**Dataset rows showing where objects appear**
— Start —

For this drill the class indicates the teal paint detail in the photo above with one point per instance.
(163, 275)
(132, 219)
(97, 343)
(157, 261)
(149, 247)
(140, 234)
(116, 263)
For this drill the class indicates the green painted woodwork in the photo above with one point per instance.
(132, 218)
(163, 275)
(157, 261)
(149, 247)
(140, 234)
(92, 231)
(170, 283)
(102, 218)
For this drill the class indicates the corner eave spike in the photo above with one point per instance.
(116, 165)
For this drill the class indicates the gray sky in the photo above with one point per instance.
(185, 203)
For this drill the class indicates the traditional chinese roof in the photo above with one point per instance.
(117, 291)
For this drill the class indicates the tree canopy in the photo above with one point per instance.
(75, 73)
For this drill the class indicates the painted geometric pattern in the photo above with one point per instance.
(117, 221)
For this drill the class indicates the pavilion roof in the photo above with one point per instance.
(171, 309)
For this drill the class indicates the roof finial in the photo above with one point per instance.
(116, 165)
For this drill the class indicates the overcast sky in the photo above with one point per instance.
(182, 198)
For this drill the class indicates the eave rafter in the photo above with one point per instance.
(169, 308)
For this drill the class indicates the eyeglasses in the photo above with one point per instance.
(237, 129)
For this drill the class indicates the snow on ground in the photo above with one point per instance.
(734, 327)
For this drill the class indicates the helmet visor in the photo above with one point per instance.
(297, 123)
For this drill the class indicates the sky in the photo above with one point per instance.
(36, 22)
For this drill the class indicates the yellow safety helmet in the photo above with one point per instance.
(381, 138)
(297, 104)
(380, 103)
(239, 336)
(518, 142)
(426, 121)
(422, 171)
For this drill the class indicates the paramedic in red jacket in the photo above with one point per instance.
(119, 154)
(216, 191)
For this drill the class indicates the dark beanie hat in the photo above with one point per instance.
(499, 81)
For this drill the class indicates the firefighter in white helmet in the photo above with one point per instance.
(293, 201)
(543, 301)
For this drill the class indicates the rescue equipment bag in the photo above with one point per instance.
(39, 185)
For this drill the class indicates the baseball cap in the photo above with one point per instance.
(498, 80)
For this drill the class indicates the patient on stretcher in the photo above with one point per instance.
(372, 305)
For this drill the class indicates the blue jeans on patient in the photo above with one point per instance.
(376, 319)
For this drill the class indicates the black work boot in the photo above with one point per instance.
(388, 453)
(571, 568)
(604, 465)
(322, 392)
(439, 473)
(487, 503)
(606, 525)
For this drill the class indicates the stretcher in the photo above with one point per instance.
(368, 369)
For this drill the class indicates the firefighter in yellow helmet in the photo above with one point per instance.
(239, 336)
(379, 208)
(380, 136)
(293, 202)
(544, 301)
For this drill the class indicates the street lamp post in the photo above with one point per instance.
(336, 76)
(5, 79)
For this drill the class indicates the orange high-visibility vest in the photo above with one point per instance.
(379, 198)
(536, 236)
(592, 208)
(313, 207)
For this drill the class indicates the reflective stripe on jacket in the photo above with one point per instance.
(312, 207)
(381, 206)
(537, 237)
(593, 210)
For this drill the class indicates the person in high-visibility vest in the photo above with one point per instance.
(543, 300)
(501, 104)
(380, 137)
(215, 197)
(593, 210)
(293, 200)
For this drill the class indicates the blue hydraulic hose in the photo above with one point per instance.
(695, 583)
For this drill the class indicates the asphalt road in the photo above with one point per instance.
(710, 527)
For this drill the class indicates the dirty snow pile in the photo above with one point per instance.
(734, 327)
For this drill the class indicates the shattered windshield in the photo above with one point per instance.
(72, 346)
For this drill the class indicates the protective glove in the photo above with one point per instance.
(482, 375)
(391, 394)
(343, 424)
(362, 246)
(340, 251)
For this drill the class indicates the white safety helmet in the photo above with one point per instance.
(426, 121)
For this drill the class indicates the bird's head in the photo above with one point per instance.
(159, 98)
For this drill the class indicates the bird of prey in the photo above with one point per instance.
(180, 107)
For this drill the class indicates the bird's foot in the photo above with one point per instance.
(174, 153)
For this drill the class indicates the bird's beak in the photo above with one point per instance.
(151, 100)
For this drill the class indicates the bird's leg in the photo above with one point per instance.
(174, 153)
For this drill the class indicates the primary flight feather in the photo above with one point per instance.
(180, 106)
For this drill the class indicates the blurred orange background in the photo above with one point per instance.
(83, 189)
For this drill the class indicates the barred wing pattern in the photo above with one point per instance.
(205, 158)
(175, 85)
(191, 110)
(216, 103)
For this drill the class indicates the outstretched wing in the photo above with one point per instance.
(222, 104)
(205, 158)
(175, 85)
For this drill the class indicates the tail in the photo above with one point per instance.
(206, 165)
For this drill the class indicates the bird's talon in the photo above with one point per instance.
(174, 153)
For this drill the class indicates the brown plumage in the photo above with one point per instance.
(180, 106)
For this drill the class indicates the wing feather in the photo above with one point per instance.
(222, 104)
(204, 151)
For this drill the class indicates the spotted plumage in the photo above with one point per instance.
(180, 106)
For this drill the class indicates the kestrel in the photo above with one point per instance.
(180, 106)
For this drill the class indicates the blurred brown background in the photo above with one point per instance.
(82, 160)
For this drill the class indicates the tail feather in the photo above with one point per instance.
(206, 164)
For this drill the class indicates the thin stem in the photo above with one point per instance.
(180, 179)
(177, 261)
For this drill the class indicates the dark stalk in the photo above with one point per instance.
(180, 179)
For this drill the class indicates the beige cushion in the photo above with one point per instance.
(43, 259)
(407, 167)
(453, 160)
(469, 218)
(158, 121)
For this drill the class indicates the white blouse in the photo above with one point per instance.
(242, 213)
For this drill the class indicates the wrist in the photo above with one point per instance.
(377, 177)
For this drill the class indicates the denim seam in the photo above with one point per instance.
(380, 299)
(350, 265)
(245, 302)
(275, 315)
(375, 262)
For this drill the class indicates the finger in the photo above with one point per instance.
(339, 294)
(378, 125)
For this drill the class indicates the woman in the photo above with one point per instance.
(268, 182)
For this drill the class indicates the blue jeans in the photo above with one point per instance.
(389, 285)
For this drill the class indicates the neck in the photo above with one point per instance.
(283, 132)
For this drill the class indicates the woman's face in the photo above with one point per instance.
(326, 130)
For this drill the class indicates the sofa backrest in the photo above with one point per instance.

— End —

**Work required**
Copy the items above word for word. Start with the line that contains "For this drill the class indicates the denim" and go through the final line of the items, including both of those lines.

**Solution**
For this drill the class indicates the denim seam in the photo above with one point per instance.
(380, 299)
(350, 265)
(245, 302)
(275, 315)
(375, 262)
For this drill the class indicates the finger in the photo above with one point per instance.
(339, 294)
(378, 125)
For this drill the class indicates the woman in the photo above with one point per instance.
(268, 182)
For this drill the class indicates the blue jeans in the photo above with one point per instance.
(389, 285)
For this drill the class indicates the neck in the photo above with one point per instance.
(283, 132)
For this drill the class indicates the woman's face in the photo above with one point per instance.
(326, 130)
For this drill the class indicates the sofa backrest in the photo above with one point per instance.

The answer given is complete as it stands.